DATA EXTRACT:

■ ■ ■

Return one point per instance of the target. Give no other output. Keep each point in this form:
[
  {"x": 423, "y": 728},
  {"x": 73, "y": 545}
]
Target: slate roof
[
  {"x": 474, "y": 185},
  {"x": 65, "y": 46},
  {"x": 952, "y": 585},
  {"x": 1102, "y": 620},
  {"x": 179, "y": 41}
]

■ ■ ■

PROBLEM TO SOLVE: Reprint the complete listing exactly.

WRITTEN ANSWER:
Return one point per instance of the target. Give no other output. Keep each point in this form:
[
  {"x": 423, "y": 728},
  {"x": 73, "y": 545}
]
Target: slate roof
[
  {"x": 474, "y": 185},
  {"x": 65, "y": 46},
  {"x": 952, "y": 585},
  {"x": 1102, "y": 620},
  {"x": 179, "y": 41}
]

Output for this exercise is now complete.